* [Data for processing]
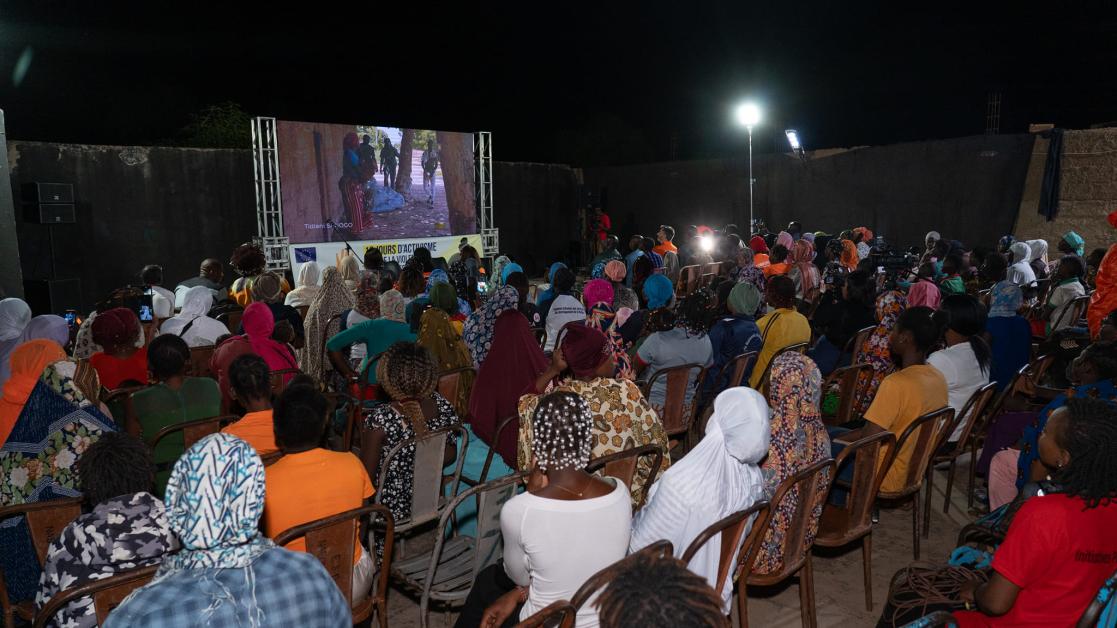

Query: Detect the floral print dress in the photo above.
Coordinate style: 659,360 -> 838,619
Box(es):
516,378 -> 671,507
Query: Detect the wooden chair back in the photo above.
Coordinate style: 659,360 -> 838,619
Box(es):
147,415 -> 240,450
815,431 -> 896,548
585,445 -> 663,510
643,363 -> 706,436
376,425 -> 469,532
35,564 -> 159,628
187,344 -> 217,378
742,458 -> 834,584
682,499 -> 772,593
880,407 -> 954,499
275,504 -> 395,624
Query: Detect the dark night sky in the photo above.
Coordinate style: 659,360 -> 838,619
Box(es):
0,0 -> 1117,165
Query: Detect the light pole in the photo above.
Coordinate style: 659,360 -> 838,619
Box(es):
737,103 -> 761,236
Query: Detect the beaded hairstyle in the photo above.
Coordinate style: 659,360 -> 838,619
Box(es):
532,392 -> 593,473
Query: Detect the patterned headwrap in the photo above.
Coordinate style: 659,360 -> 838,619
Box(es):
462,286 -> 519,368
156,434 -> 275,578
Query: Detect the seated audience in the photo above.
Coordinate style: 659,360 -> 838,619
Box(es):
283,261 -> 322,307
221,353 -> 279,456
636,289 -> 714,408
853,290 -> 907,413
517,323 -> 671,506
159,286 -> 229,346
456,392 -> 632,628
361,342 -> 460,556
927,294 -> 992,447
954,398 -> 1117,627
634,384 -> 770,607
748,275 -> 811,388
132,335 -> 221,495
264,375 -> 375,602
89,307 -> 147,390
174,257 -> 229,308
753,352 -> 830,573
35,433 -> 176,628
105,434 -> 353,628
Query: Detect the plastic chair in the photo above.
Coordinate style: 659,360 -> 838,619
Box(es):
585,445 -> 663,512
923,382 -> 996,520
391,473 -> 527,628
642,363 -> 706,449
682,499 -> 772,616
35,564 -> 159,628
877,408 -> 954,560
737,458 -> 836,628
822,362 -> 872,426
814,431 -> 896,610
275,504 -> 394,628
0,497 -> 82,628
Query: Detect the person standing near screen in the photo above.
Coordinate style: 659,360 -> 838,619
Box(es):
380,137 -> 400,190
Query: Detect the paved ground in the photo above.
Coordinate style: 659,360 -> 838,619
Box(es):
389,458 -> 974,628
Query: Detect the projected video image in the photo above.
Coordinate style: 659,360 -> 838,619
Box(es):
277,121 -> 477,244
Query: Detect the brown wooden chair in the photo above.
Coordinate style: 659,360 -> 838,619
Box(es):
737,458 -> 834,628
643,363 -> 706,449
877,408 -> 954,560
682,499 -> 772,616
187,344 -> 217,378
35,564 -> 159,628
923,382 -> 996,522
814,431 -> 896,611
585,445 -> 663,512
275,504 -> 395,628
822,362 -> 872,426
0,497 -> 82,628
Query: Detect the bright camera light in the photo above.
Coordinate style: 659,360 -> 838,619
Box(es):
737,103 -> 761,129
784,129 -> 803,151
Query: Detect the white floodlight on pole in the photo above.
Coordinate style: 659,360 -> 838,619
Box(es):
737,103 -> 761,235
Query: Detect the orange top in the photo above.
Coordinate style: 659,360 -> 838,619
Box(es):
264,448 -> 375,563
221,409 -> 279,456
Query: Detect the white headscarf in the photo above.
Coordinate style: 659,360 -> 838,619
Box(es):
629,387 -> 771,611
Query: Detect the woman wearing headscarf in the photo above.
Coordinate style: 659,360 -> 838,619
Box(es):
753,352 -> 831,573
856,291 -> 907,413
0,355 -> 117,601
787,239 -> 820,298
159,286 -> 228,346
629,387 -> 770,613
0,298 -> 31,387
298,266 -> 356,382
517,324 -> 671,507
465,286 -> 547,467
582,279 -> 636,380
838,240 -> 861,273
283,261 -> 322,307
105,434 -> 352,628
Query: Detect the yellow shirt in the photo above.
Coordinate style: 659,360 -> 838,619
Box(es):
748,308 -> 811,388
865,364 -> 947,493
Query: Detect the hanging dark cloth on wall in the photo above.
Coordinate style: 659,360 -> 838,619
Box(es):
1040,129 -> 1063,222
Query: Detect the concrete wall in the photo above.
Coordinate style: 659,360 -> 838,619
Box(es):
1013,129 -> 1117,255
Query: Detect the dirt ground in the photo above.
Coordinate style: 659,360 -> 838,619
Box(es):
377,457 -> 974,628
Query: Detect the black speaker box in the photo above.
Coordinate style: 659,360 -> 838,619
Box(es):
23,279 -> 82,315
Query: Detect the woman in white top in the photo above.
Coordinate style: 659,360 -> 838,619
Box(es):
456,392 -> 632,628
1006,242 -> 1035,287
159,286 -> 229,346
283,261 -> 322,307
927,294 -> 993,443
629,387 -> 770,613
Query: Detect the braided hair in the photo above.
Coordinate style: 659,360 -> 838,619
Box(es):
376,341 -> 438,437
1053,397 -> 1117,508
593,552 -> 729,628
532,392 -> 593,473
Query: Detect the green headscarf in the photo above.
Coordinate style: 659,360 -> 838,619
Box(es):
729,282 -> 761,314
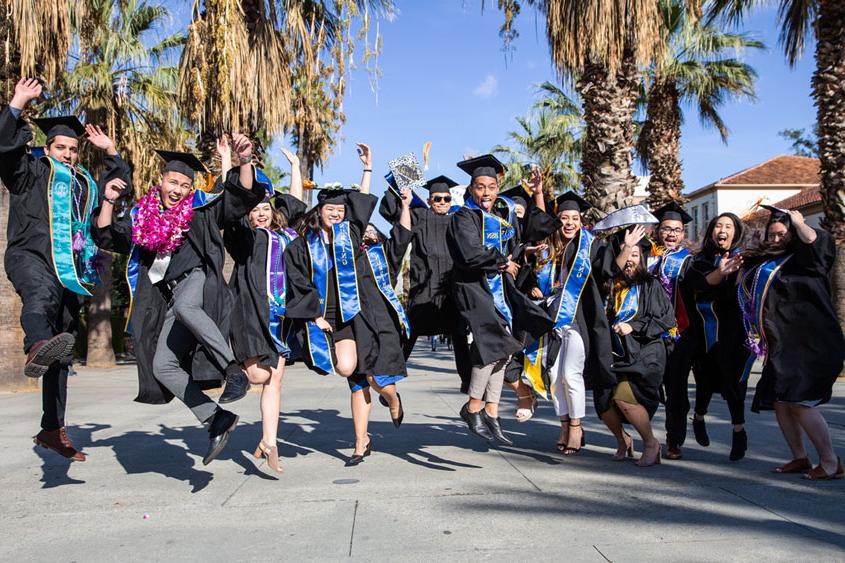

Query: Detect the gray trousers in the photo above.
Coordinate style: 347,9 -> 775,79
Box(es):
469,357 -> 510,404
153,269 -> 235,422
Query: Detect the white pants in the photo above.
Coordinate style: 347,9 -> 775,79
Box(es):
550,326 -> 587,418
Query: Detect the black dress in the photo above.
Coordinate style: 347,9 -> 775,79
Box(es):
285,192 -> 411,375
751,229 -> 845,412
92,169 -> 266,404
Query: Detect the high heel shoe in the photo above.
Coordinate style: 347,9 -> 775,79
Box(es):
610,434 -> 634,461
637,443 -> 663,467
346,436 -> 373,467
252,440 -> 285,473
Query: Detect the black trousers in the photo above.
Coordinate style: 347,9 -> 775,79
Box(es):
6,254 -> 79,430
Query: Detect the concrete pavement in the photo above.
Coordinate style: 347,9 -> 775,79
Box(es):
0,347 -> 845,561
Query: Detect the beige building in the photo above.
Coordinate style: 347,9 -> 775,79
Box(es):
684,155 -> 821,241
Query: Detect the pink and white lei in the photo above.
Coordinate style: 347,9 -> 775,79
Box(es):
132,186 -> 194,254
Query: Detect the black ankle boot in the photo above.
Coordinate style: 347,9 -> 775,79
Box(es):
730,428 -> 748,461
461,403 -> 493,442
692,417 -> 710,448
481,409 -> 513,446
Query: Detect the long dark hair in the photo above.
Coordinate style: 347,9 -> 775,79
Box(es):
701,212 -> 745,257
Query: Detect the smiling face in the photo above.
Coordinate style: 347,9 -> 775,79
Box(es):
320,203 -> 346,230
469,176 -> 499,213
712,217 -> 736,252
45,135 -> 79,166
557,209 -> 581,240
160,170 -> 194,209
249,203 -> 273,229
657,219 -> 685,250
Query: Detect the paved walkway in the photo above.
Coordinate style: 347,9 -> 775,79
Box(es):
0,347 -> 845,561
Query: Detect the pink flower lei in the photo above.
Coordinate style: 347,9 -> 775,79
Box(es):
132,186 -> 194,254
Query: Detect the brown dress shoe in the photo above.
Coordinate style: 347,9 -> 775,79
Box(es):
23,332 -> 76,378
32,428 -> 85,461
772,457 -> 813,473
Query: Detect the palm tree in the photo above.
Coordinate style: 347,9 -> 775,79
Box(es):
638,0 -> 764,209
710,0 -> 845,368
0,0 -> 71,391
48,0 -> 184,367
493,82 -> 583,199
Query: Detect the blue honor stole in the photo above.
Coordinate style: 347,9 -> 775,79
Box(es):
609,284 -> 640,356
523,229 -> 594,398
124,190 -> 223,334
44,156 -> 100,296
367,244 -> 411,338
305,221 -> 361,375
464,197 -> 516,328
736,254 -> 792,370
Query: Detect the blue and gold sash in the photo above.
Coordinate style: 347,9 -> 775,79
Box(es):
464,197 -> 515,327
523,229 -> 594,398
44,156 -> 100,296
367,244 -> 411,338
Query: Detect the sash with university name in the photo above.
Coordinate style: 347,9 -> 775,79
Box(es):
654,248 -> 692,340
523,229 -> 594,398
124,190 -> 223,333
367,244 -> 411,338
44,156 -> 100,296
305,221 -> 361,375
736,254 -> 792,379
464,197 -> 516,327
608,284 -> 640,356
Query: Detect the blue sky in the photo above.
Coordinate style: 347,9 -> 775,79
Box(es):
276,0 -> 815,200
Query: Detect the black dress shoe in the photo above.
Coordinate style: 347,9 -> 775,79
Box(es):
202,409 -> 238,465
692,417 -> 710,448
218,366 -> 249,404
461,403 -> 493,442
346,436 -> 373,467
729,428 -> 748,461
481,409 -> 513,446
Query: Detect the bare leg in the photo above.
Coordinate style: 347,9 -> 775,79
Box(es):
350,388 -> 373,455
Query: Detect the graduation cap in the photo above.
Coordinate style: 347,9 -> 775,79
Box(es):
424,176 -> 458,194
156,149 -> 208,181
457,154 -> 505,180
654,201 -> 692,225
555,190 -> 593,214
33,115 -> 85,145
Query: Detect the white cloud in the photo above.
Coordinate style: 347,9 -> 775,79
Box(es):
472,74 -> 499,98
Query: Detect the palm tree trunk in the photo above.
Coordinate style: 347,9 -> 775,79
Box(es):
641,81 -> 684,209
576,51 -> 639,218
813,0 -> 845,375
0,185 -> 38,391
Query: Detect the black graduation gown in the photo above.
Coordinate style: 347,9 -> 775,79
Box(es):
0,107 -> 131,340
594,278 -> 675,417
751,229 -> 845,412
223,217 -> 298,369
285,192 -> 411,375
379,190 -> 458,336
92,168 -> 265,404
447,207 -> 554,366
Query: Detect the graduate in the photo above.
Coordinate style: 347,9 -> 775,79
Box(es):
379,176 -> 472,393
447,155 -> 553,445
594,225 -> 675,467
525,189 -> 613,455
684,213 -> 754,461
219,142 -> 305,473
285,145 -> 411,466
737,208 -> 845,480
648,201 -> 703,460
93,133 -> 265,465
0,78 -> 129,461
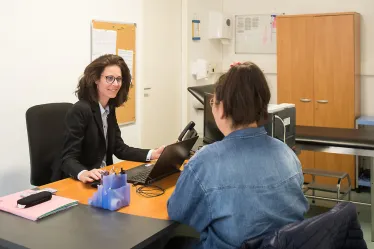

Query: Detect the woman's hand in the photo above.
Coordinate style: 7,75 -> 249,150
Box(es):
151,146 -> 165,160
78,169 -> 103,183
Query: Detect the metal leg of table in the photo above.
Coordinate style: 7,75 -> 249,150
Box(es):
370,157 -> 374,242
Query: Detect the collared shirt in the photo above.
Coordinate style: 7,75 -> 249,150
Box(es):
99,102 -> 110,168
77,102 -> 153,179
168,127 -> 309,249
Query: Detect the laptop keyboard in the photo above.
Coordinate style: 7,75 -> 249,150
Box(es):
127,165 -> 153,183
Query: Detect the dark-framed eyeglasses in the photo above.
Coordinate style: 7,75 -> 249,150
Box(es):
209,98 -> 214,107
102,75 -> 122,85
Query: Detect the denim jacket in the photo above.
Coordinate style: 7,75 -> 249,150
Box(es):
168,127 -> 309,249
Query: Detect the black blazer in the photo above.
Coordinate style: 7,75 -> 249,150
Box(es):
51,100 -> 149,181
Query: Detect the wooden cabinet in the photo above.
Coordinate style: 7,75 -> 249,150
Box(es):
277,13 -> 360,186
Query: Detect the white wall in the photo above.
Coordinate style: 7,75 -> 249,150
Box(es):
222,0 -> 374,116
0,0 -> 143,196
182,0 -> 222,136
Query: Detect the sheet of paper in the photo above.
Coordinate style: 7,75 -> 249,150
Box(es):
191,59 -> 208,80
118,49 -> 134,77
92,29 -> 117,60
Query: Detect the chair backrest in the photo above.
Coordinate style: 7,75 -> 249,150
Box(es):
241,202 -> 367,249
26,103 -> 73,186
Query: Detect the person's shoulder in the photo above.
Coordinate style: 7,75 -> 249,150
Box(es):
188,143 -> 219,169
69,100 -> 92,116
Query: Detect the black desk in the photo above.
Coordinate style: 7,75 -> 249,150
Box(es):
296,126 -> 374,242
0,204 -> 178,249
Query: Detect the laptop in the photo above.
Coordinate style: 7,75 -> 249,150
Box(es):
126,136 -> 198,185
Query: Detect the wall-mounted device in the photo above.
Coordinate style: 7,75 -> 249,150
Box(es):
208,11 -> 233,44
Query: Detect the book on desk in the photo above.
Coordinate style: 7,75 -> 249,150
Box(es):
0,191 -> 78,221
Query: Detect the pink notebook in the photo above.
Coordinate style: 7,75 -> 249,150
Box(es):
0,191 -> 78,221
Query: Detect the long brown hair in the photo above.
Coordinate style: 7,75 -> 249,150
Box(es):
75,54 -> 131,107
215,62 -> 271,128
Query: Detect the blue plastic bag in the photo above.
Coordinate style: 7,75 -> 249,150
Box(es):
88,174 -> 130,211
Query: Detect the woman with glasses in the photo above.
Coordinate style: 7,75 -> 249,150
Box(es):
168,62 -> 308,249
52,55 -> 163,183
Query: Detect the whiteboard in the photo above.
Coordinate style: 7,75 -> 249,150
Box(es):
235,14 -> 277,54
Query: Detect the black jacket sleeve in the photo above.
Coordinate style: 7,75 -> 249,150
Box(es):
113,111 -> 149,162
61,105 -> 92,179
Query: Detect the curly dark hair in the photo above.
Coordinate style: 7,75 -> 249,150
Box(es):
215,62 -> 271,128
75,54 -> 131,107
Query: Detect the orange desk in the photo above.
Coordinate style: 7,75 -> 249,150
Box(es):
40,161 -> 179,220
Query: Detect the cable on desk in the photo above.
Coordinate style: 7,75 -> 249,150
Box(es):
136,185 -> 165,198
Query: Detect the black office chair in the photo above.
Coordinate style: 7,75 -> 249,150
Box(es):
26,103 -> 73,186
240,202 -> 367,249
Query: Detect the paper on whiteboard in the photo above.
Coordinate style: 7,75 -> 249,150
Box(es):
118,49 -> 134,76
92,29 -> 117,60
235,15 -> 276,53
191,59 -> 208,80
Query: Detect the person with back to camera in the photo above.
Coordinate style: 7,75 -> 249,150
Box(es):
167,62 -> 309,249
52,55 -> 164,183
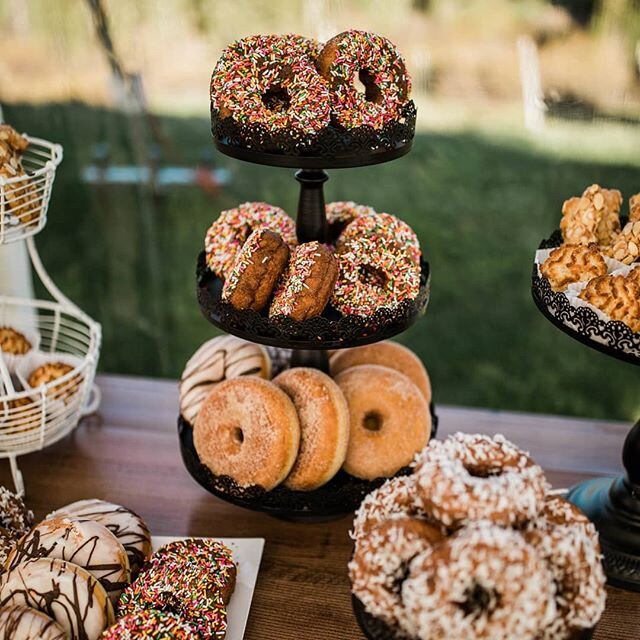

* [Problem details] Copy out everything from the line containing "Query: Detect the pink and" down to the line containing "701,212 -> 745,257", both of those lines included, keeping each line exactly as it appears in the records.

* [Task response]
Query: Detect the pink and white lei in the photo above.
Coordinate style: 347,9 -> 775,79
Box(es):
132,186 -> 194,254
Query: Detect the black ankle boot in the photo above.
Coordinate style: 347,9 -> 775,79
Box(es):
730,428 -> 748,461
461,403 -> 493,442
692,417 -> 710,448
481,409 -> 513,446
Query: Detect the long dark hair in the photo above.
Coordinate style: 347,9 -> 775,79
Box(es):
701,212 -> 745,257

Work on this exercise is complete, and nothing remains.